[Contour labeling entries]
-- Begin --

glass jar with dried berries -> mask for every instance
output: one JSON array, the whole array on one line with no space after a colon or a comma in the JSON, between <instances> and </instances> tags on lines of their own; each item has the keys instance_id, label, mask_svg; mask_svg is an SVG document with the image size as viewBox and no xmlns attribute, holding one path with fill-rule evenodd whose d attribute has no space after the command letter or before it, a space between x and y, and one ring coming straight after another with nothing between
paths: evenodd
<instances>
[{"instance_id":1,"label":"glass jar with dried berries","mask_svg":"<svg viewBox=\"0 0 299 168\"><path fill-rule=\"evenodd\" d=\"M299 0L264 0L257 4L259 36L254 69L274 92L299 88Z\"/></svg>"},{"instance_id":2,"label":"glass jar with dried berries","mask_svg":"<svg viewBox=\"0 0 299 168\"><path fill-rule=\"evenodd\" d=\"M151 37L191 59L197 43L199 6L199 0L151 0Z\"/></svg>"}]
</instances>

-- End --

- [What the task requires]
Can you render the items above as a two-column CSV with the header item_text,answer and one row per item? Put each item's text and its answer in a single quoted field, with line breaks replaced by spaces.

- [Final result]
item_text,answer
"glass jar with dried berries -> mask for every instance output: one JSON array, the whole array on one line with no space after a colon or a comma in the JSON, between <instances> and </instances> tags on lines of their own; each item has the keys instance_id, label, mask_svg; mask_svg is an SVG document with the image size as viewBox and no xmlns attribute, holding one path with fill-rule evenodd whose d attribute has no space after the command letter or before it, a space between x and y, and one ring coming straight after another with nothing between paths: evenodd","<instances> [{""instance_id"":1,""label"":""glass jar with dried berries"",""mask_svg"":""<svg viewBox=\""0 0 299 168\""><path fill-rule=\""evenodd\"" d=\""M299 0L264 0L257 4L259 36L254 69L274 92L299 88Z\""/></svg>""},{""instance_id"":2,""label"":""glass jar with dried berries"",""mask_svg"":""<svg viewBox=\""0 0 299 168\""><path fill-rule=\""evenodd\"" d=\""M151 37L191 59L197 43L199 6L199 0L151 0Z\""/></svg>""}] </instances>"